[Referring expression data]
┌────────

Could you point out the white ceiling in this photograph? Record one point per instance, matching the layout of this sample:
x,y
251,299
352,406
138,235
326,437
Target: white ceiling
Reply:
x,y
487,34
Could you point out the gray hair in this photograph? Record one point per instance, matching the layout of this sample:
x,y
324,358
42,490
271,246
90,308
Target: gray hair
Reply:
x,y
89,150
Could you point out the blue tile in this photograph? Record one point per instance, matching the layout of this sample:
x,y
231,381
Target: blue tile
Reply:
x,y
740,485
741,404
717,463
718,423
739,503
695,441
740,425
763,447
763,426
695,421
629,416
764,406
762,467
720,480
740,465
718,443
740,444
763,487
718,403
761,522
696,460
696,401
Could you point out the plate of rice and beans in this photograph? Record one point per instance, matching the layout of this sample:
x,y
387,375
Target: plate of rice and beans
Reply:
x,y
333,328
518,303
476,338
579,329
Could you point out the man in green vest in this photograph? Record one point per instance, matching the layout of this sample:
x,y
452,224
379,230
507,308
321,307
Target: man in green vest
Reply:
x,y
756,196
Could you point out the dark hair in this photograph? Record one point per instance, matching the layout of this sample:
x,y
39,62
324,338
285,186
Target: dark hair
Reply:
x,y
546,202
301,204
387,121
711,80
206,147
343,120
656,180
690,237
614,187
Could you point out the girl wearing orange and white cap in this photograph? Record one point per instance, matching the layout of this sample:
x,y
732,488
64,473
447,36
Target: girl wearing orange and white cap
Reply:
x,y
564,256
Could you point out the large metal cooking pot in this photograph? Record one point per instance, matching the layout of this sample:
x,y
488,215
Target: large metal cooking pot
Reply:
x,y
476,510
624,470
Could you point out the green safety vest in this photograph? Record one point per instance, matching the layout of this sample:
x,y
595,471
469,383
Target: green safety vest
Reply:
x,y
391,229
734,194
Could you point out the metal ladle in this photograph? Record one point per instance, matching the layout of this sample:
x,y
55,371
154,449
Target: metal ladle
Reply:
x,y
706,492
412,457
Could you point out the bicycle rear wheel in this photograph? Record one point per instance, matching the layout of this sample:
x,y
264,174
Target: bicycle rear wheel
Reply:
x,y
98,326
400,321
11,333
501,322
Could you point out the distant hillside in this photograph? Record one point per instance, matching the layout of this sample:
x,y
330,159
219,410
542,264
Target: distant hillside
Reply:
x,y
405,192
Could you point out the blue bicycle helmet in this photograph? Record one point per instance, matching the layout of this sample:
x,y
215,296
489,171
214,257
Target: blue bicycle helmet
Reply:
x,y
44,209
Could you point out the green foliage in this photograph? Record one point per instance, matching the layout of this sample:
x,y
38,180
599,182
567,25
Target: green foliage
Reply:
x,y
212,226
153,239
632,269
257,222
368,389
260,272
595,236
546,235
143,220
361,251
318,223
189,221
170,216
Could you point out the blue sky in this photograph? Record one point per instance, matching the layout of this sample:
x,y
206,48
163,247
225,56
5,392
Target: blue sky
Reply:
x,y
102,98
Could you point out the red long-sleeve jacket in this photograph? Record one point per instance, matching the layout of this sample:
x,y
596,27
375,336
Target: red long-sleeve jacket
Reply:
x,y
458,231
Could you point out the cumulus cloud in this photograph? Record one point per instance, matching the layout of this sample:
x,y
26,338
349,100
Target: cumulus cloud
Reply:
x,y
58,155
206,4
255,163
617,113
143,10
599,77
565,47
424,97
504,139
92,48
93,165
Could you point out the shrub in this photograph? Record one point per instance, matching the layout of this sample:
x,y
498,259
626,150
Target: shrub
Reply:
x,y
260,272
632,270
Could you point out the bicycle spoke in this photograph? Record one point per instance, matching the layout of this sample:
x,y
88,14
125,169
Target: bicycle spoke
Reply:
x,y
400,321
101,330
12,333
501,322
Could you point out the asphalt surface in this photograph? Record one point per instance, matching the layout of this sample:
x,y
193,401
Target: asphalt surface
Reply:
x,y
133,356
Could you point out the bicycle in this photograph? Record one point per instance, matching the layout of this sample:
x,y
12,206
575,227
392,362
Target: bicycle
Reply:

└────────

* _WORK TASK_
Whenever the string "spoke" shows up in a line above, copy that line.

* _ANSWER FOR THE TASK_
Could you point out the bicycle spoke in this photograph? Record one point per instance, matching the layout of this sample:
Target: bicycle spoke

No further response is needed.